*** Opening of Data excerpts ***

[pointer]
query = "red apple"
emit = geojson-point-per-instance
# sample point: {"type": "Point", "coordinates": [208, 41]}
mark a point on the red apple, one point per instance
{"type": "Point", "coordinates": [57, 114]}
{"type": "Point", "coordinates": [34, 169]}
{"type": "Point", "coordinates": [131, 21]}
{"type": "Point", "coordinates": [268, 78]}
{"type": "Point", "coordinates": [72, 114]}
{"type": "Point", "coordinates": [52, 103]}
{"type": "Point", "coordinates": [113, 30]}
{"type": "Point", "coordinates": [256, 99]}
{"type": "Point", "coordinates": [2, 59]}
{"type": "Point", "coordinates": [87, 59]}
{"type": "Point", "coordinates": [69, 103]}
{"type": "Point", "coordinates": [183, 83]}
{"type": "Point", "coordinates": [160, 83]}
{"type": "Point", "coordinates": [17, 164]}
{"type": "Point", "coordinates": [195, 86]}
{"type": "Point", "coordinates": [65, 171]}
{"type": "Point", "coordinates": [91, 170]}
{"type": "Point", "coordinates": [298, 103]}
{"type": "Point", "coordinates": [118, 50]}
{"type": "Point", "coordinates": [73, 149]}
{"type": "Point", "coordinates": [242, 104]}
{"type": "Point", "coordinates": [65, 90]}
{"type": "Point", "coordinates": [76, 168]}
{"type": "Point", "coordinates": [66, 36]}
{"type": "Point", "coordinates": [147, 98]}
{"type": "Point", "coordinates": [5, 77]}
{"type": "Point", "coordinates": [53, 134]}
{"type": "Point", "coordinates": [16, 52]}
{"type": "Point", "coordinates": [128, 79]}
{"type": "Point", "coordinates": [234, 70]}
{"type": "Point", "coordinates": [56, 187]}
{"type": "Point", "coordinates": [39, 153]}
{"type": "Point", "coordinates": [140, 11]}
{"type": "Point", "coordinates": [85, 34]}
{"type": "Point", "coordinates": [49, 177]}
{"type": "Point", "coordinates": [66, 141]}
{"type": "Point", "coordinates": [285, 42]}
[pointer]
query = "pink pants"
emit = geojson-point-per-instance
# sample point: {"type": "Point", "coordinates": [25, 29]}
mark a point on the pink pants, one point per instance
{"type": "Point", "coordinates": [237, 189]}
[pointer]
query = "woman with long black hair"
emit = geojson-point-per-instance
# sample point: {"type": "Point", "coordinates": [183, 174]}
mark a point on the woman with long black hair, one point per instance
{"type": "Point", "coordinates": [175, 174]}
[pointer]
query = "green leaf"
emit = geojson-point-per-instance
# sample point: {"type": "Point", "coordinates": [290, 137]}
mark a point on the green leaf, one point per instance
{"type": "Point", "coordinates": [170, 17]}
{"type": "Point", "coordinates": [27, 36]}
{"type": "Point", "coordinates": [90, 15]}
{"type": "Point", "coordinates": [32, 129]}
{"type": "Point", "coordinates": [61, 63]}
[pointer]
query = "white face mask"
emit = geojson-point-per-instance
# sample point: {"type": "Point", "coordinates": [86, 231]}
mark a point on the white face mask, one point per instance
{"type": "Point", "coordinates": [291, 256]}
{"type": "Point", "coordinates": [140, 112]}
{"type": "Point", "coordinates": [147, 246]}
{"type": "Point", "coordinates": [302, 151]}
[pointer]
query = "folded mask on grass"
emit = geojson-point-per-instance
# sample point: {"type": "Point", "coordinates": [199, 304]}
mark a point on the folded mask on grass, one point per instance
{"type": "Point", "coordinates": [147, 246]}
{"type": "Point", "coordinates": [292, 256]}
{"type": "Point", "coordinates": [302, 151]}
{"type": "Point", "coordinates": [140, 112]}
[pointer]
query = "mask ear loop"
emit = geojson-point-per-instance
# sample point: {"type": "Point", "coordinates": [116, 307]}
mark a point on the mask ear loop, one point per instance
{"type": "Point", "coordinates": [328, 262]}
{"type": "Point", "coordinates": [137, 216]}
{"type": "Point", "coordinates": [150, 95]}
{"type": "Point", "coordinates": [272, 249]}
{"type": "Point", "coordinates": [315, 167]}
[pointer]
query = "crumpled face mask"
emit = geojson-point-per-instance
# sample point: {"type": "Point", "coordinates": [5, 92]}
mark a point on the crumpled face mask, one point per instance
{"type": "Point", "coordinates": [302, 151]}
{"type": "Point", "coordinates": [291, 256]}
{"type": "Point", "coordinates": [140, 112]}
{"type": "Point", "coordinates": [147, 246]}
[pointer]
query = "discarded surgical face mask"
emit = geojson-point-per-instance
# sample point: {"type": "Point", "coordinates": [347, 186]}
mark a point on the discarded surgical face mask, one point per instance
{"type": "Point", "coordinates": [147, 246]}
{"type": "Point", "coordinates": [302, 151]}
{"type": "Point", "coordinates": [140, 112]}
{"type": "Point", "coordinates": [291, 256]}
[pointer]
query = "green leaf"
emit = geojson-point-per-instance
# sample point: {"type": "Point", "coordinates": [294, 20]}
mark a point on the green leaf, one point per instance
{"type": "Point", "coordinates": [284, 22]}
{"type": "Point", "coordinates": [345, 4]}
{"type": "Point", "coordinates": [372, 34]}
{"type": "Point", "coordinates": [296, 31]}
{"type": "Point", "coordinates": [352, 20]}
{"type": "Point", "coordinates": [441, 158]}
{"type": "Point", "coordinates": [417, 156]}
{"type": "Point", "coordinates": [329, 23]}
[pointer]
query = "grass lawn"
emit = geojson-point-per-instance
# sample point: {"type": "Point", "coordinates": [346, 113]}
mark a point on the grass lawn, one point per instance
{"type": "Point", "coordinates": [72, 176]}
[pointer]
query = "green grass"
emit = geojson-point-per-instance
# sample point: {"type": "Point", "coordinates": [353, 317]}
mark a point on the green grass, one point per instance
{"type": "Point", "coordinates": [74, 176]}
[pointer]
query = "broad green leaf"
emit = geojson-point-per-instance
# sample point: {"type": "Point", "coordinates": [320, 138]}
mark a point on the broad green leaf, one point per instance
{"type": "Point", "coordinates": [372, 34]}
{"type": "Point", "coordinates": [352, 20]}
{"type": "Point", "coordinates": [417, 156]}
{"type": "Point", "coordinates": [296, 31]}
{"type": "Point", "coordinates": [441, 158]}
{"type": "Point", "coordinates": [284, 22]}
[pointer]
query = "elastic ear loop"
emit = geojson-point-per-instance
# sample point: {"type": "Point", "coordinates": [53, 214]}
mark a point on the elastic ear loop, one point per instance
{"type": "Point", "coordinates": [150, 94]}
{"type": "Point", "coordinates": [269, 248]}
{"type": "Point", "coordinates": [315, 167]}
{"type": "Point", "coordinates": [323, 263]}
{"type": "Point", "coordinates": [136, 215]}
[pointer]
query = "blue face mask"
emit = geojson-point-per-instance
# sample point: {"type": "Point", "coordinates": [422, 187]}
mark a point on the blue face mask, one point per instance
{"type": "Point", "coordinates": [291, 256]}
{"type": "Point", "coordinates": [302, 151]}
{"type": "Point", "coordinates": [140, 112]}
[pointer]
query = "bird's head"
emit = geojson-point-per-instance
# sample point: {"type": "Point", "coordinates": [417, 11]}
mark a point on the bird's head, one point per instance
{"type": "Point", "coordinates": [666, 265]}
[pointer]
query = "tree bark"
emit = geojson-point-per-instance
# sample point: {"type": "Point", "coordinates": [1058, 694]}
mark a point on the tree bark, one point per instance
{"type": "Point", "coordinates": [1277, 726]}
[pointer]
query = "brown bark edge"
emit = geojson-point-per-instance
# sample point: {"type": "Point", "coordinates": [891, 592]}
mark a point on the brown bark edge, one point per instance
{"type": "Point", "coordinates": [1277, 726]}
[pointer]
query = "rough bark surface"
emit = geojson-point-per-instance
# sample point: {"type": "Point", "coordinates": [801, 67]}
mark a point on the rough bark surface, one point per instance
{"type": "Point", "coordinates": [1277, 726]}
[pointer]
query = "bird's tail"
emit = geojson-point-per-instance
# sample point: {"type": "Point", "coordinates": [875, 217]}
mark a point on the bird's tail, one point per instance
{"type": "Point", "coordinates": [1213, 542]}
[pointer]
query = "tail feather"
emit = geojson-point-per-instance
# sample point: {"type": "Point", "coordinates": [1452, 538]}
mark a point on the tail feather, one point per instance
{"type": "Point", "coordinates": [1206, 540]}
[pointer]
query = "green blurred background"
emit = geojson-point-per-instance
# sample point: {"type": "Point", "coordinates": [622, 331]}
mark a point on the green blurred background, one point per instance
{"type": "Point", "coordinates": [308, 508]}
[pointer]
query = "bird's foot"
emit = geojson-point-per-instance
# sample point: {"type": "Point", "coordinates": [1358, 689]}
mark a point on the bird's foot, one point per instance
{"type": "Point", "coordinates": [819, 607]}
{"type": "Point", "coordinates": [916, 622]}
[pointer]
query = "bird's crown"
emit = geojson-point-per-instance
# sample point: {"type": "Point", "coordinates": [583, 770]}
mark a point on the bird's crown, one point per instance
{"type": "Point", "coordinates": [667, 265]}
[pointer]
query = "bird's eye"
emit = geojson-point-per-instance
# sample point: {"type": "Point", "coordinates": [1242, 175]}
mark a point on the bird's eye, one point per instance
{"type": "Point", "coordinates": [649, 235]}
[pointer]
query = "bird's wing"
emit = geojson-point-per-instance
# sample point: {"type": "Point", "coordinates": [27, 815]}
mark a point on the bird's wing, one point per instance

*** Close of Data excerpts ***

What this task involves:
Find and show each line of the listing with the word "wing".

Task result:
query = "bird's wing"
mark a point on the bird's wing, one point per instance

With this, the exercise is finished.